◆ **What the task asks**
The records that follow are to be given again exactly, with their pictures omitted.
----- Extracted information -----
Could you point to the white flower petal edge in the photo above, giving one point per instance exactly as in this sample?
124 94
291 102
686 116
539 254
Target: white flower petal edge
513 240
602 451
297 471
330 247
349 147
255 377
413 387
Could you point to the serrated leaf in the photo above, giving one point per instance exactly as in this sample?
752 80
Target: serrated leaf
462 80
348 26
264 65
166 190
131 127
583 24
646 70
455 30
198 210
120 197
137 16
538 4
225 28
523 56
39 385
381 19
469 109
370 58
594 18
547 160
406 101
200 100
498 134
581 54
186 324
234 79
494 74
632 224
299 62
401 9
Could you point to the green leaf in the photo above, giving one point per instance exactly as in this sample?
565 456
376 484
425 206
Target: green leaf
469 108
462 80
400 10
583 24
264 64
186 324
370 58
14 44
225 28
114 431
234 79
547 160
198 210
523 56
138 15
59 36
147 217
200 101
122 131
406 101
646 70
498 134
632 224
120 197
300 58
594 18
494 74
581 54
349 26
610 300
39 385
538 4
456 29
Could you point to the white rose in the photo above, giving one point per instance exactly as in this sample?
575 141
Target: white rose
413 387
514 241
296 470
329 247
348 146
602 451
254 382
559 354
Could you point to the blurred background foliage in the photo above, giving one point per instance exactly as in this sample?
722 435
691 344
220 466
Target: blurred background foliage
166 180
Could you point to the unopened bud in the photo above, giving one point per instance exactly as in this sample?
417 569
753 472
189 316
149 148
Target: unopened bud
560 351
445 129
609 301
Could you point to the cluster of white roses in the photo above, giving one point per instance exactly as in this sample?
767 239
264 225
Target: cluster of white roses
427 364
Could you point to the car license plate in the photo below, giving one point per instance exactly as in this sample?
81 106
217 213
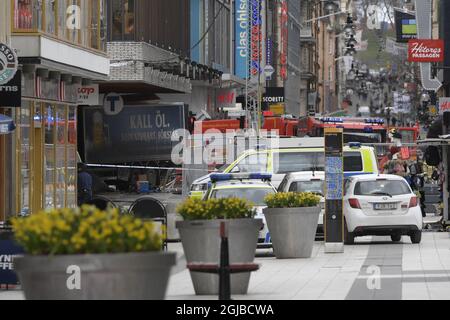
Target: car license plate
385 206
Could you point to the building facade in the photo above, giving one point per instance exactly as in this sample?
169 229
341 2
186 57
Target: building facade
60 46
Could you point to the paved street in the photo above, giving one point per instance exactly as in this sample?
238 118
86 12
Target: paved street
408 272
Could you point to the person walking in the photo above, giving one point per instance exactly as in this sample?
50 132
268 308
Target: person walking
84 185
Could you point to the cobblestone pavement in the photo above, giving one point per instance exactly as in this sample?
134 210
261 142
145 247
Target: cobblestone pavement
407 272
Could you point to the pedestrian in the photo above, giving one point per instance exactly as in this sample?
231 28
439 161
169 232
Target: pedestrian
84 185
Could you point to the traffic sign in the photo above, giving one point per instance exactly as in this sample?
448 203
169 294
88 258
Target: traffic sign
113 104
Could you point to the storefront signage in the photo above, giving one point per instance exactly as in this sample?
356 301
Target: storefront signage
406 26
284 40
225 99
138 133
444 105
273 95
8 63
241 36
8 251
256 37
113 104
421 50
11 92
88 95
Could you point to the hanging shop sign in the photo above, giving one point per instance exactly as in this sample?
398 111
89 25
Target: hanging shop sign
421 50
88 95
241 36
226 99
256 37
406 26
284 40
8 64
11 92
113 104
444 105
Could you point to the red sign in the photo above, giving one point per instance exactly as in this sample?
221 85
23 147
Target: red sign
426 50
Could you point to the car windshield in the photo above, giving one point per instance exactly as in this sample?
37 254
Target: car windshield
307 186
382 188
254 195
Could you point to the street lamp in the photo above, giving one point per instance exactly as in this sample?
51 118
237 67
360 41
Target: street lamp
330 6
350 50
349 28
352 40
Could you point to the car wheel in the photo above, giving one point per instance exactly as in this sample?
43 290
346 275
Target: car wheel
349 238
416 237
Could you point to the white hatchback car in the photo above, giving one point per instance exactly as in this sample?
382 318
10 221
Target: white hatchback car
381 205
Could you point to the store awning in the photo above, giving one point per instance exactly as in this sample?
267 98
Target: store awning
6 124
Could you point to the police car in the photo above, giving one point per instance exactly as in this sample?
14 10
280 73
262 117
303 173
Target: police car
253 187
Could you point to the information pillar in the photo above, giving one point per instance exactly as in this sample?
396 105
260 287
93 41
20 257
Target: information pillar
334 184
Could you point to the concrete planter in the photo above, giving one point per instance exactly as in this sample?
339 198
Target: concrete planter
134 276
201 243
293 231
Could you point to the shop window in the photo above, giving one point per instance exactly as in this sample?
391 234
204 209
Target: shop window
50 17
94 23
103 24
28 85
28 14
71 34
123 20
49 89
72 158
62 19
25 155
49 154
60 153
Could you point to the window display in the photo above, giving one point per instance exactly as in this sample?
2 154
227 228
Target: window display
28 14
-----
◆ **Solved exercise**
Could you point to the white flower petal edge in the photo above, giving one point per instance exactly as in this sample?
124 94
291 102
686 116
539 254
Target: white flower petal edge
513 240
602 451
297 471
330 247
349 147
255 377
413 387
Could you point to the serrated leaf in the photo above, giving one point per instance exactly as in this sample?
752 80
Target: serrated leaf
462 80
348 26
264 65
166 190
131 127
583 24
646 70
455 30
198 210
120 197
137 16
538 4
225 28
523 56
39 385
381 19
469 109
370 58
594 18
547 160
406 101
200 100
498 134
581 54
186 324
234 79
494 74
632 224
299 62
401 9
Could you point to the green leaf in the photo above, giving one point per instance exactly as in this sample?
565 456
376 484
425 206
Target: green leaf
469 108
462 80
400 10
583 24
264 64
186 324
370 58
14 44
225 28
114 431
234 79
547 160
198 210
523 56
138 15
59 36
147 217
200 101
122 131
406 101
646 70
498 134
632 224
120 197
300 58
594 18
494 74
581 54
349 26
610 300
39 385
538 4
456 29
Could you point to the white rose in the photo above, giving one point per instance exactly as in this sample?
575 141
Target: white rose
413 387
514 241
296 470
329 247
348 146
602 451
254 382
559 354
Could you point to the blurred background foliage in the photo above, giving one point per instance exactly as in this sample?
722 435
691 344
220 466
Target: blurred background foliage
166 180
Could you point to the unopened bud in the photo above, giving one point per instance exactly as in this sample?
417 569
753 472
189 316
149 148
Target: unopened bud
560 351
445 129
609 301
Could you point to the cluster of white roses in the photo above, giving one point per instance exactly as in this sample?
767 239
264 225
Target: cluster of white roses
427 364
Could you point to the car license plate in the photo below, giving one point per instance exactly as in this sample?
81 106
217 213
Target: car license plate
385 206
Could you point to the building facade in the photo above, giving one point per instance exactly as in this sample?
169 229
341 2
186 57
Target: building facade
60 46
Could you point to the paved street in the photo above, giving one point per instance exactly as in this sample?
238 118
86 12
Target: paved street
408 272
Could you point to the person walking in the photo above, giving one point per instance exactly as in this sample?
50 132
268 308
Target: person walking
84 185
Could you point to the cobblestone pavement in the photo above, giving one point per instance exactly as in this sample?
134 210
261 142
145 247
Target: cobblestone pavement
407 272
Could you point to the pedestrian in the photo above, giving one point per instance exactly as in this sample?
231 28
439 161
169 232
Target: pedestrian
84 185
Could you point to the traffic sign in the photo above, giving one point per instance exactly as in this sample?
448 203
169 294
88 258
Target: traffic sign
113 104
Could you point to the storefront signage in the photo above, giving one point per instance exactly as in this sample?
356 301
Target: storefront signage
406 26
284 40
225 99
138 133
444 105
273 95
8 63
241 36
8 251
256 37
113 104
421 50
11 92
88 95
Could you point to the hanging shop sign in the photo above, giving one point per instance exactly as in this sample?
398 111
89 25
Target: hanging shop sign
421 50
88 95
241 36
226 99
256 37
406 26
284 40
8 64
11 92
113 104
444 105
Could you point to the red sign in the photo above, giving one point per instance exactly as in this sample?
221 85
23 147
Target: red sign
426 50
Could you point to the car windshield in the photo above, giving one point per instance exactly as in this sample?
37 254
Target: car windshield
307 186
382 188
254 195
Could you point to the street lamp in the photo above, giving one point per instance exactly as in this sample?
51 118
237 67
360 41
Target: street lamp
330 6
350 50
349 28
352 40
Could you point to the car wheel in the photo above, giving one point per instance exactly as in this sample?
43 290
346 275
Target: car wheel
349 238
416 237
Could you point to the white hatchback car in the photo above, giving one point per instance exactly as in this sample?
382 318
10 221
Target: white hatchback car
381 205
Could you point to the store awning in the photo above, giving one point per instance exactly as in this sample?
267 98
Target: store awning
6 124
Could you point to the police car in the photo above, giving one point per instance exactly as in this sample?
14 10
280 73
262 117
303 173
Target: police car
253 187
Could you point to the information pillar in the photo above, giving one point per instance exactly as in this sample?
396 105
260 287
93 41
20 257
Target: information pillar
334 184
Could you point to the concrete planter in the photo above, giving one point per instance exactly as in this sample?
339 198
Target: concrete planter
134 276
201 243
293 231
Could you point to the shop window in the photo above, giving one point per instance exactly as in this sample?
391 234
204 209
Target: shop window
50 17
94 23
103 24
28 85
28 14
71 34
123 20
49 89
72 158
62 19
25 155
49 154
60 153
Could you point to the window display in the photo above, giving one point per instance exactly as in this sample?
2 154
227 228
Target: window display
28 14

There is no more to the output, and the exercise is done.